** WRITTEN INSTRUCTION **
Filter the entries below and copy every line that contains the word "water".

** TASK INPUT **
* * *

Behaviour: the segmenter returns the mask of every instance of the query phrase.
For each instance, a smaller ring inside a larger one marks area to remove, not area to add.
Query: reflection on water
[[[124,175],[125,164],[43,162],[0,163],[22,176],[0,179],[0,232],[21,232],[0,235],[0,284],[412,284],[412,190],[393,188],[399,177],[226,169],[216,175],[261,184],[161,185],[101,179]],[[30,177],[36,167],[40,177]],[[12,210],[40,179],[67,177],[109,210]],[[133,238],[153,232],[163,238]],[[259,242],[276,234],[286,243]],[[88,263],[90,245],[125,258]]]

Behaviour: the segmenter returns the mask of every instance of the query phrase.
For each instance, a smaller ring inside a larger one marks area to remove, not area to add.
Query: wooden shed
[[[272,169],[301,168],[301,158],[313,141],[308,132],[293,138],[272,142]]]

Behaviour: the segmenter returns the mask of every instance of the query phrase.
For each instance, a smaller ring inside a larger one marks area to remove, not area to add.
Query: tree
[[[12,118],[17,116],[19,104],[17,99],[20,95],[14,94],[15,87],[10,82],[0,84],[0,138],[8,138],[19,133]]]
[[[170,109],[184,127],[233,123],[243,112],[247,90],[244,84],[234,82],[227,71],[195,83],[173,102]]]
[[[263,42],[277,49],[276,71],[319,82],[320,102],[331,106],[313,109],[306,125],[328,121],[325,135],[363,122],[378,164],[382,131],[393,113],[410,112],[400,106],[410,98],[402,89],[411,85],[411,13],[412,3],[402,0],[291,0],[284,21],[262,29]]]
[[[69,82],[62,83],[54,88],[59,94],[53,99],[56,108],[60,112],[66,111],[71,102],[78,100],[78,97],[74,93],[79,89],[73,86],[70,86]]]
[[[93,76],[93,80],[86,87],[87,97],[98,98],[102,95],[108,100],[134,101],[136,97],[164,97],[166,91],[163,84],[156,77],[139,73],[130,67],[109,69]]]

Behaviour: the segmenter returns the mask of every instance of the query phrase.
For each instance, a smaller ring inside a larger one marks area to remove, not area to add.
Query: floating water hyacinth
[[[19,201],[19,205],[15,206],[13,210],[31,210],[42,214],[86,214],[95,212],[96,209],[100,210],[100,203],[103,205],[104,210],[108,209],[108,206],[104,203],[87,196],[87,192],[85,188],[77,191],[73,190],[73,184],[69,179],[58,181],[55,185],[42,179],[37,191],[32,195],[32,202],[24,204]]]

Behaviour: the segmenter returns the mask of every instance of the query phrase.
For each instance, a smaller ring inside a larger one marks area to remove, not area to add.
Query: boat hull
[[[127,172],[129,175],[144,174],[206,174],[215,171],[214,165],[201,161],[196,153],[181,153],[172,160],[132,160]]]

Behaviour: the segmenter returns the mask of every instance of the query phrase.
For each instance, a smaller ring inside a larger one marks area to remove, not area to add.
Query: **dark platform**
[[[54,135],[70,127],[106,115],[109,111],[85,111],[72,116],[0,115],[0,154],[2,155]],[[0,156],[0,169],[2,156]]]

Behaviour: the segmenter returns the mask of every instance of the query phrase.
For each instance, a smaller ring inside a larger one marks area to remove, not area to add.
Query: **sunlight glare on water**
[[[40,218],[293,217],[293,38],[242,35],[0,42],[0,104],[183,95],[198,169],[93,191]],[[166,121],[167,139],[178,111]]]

* * *

** EXERCISE OUTPUT **
Query: reflection on water
Query: floating water hyacinth
Query: **sunlight glare on water**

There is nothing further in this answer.